→ **REQUEST**
Locate every line in the listing below that contains the string "black" and copy each of those lines. Case counts.

→ **RECORD EXTRACTS**
--------------------------------

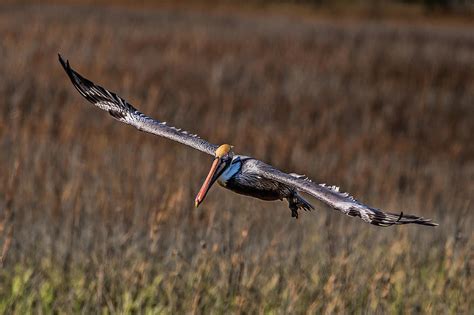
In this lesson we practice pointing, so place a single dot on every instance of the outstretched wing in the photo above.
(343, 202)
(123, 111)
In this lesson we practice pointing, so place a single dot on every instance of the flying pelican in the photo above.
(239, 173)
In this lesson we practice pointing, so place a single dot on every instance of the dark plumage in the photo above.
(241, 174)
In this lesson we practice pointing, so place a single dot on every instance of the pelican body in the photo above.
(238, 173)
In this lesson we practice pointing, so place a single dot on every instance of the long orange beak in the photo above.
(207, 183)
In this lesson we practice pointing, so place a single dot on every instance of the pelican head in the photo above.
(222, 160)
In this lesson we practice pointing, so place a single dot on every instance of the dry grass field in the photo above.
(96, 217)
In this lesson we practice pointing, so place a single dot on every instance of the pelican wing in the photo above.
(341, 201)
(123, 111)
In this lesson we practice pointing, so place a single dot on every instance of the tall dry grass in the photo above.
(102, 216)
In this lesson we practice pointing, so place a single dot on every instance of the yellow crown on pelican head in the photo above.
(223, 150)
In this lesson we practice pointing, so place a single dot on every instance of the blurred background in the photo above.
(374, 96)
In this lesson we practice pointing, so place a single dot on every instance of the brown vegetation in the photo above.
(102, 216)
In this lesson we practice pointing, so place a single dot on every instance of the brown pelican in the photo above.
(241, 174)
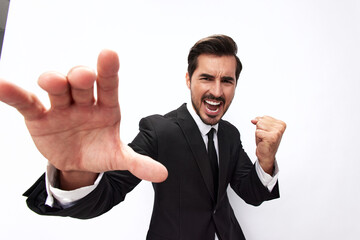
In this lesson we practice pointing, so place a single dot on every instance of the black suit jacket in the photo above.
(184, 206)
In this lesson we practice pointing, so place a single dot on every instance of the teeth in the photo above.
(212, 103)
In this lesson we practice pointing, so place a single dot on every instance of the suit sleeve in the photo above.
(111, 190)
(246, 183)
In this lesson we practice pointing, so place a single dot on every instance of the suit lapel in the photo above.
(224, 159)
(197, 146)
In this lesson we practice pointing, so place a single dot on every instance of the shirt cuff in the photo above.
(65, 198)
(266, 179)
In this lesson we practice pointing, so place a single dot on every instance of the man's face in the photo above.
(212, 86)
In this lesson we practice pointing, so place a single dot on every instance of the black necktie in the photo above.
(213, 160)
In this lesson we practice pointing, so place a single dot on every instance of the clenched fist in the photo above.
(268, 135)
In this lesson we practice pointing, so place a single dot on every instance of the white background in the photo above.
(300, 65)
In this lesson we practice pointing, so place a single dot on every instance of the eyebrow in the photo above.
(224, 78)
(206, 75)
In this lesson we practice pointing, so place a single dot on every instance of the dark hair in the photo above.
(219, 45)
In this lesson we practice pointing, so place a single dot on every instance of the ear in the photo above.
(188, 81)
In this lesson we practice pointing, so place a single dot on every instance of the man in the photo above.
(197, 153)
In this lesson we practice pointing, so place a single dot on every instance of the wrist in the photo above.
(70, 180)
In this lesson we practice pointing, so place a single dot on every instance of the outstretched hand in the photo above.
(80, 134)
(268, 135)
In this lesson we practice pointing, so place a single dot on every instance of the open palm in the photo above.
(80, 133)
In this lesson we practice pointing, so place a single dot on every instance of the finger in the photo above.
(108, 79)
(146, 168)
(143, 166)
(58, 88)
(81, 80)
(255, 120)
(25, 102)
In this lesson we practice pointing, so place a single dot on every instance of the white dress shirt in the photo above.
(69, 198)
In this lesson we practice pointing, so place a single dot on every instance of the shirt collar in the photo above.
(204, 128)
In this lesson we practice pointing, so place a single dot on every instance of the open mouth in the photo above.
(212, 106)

--------------------------------

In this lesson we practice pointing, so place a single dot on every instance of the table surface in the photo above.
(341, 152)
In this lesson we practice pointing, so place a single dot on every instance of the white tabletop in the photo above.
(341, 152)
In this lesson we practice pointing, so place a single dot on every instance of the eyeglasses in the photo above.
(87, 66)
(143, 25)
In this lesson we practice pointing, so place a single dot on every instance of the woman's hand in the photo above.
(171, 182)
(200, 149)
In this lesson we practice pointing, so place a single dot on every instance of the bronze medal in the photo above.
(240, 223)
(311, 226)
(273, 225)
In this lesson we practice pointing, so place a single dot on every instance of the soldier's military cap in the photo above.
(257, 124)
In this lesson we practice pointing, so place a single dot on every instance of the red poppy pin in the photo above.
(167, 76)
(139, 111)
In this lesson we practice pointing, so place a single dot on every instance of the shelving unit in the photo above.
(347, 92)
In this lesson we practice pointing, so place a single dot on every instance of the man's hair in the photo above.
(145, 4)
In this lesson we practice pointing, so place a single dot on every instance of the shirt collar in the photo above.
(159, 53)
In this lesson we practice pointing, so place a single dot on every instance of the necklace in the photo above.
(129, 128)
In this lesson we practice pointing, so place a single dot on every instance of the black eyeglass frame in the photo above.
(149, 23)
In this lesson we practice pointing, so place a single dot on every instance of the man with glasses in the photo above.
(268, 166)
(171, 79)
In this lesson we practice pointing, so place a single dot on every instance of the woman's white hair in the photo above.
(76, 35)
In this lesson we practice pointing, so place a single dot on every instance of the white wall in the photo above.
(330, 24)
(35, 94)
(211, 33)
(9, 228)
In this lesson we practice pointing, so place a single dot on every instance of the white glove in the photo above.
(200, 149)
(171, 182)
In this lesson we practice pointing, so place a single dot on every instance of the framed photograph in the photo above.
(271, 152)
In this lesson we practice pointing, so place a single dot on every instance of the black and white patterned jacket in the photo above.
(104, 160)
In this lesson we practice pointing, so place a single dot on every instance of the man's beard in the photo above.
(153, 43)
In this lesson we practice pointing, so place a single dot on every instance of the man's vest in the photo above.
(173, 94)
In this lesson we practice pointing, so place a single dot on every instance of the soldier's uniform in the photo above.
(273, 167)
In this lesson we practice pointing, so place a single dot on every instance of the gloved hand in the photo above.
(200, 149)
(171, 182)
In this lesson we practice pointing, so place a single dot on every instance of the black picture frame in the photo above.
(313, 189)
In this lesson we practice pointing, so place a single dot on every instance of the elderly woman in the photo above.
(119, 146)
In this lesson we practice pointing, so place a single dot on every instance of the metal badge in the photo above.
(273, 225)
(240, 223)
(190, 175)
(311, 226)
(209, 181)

--------------------------------

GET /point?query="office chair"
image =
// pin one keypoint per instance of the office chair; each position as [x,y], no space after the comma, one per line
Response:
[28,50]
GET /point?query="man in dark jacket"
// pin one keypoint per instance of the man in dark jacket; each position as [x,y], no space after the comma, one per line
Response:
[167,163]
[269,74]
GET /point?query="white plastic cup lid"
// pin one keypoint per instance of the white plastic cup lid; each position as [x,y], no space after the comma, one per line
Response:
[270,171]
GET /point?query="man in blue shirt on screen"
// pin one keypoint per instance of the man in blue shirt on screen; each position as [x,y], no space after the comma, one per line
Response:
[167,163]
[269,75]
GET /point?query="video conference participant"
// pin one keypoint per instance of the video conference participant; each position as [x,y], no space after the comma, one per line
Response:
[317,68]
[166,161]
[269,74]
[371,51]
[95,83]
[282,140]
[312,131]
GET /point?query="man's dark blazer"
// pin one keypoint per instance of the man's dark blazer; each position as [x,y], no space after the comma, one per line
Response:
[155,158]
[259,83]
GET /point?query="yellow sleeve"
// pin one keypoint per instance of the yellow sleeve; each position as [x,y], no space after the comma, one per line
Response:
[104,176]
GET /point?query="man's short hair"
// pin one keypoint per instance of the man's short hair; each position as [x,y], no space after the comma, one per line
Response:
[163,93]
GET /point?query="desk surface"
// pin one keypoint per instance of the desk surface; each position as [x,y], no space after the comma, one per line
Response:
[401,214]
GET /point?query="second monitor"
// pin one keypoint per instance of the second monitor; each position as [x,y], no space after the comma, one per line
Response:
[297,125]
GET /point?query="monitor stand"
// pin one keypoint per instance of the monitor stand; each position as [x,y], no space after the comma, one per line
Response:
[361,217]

--------------------------------

→ **THE RESULT**
In this lesson we practice pointing, so place a single dot on every instance of the black suit jacket in the photo above.
In this lesson we practice pointing, so place a single dot on every instance of the black necktie in the photo above.
In this lesson we practice pointing, so place a single dot on every instance of the black eyeglass frame in the photo above.
In this lesson we practice pointing, so place a single dot on every instance of the black and white patterned jacket in the photo above.
In this lesson we practice pointing, so place a single dot on every instance of the black picture frame in the photo above.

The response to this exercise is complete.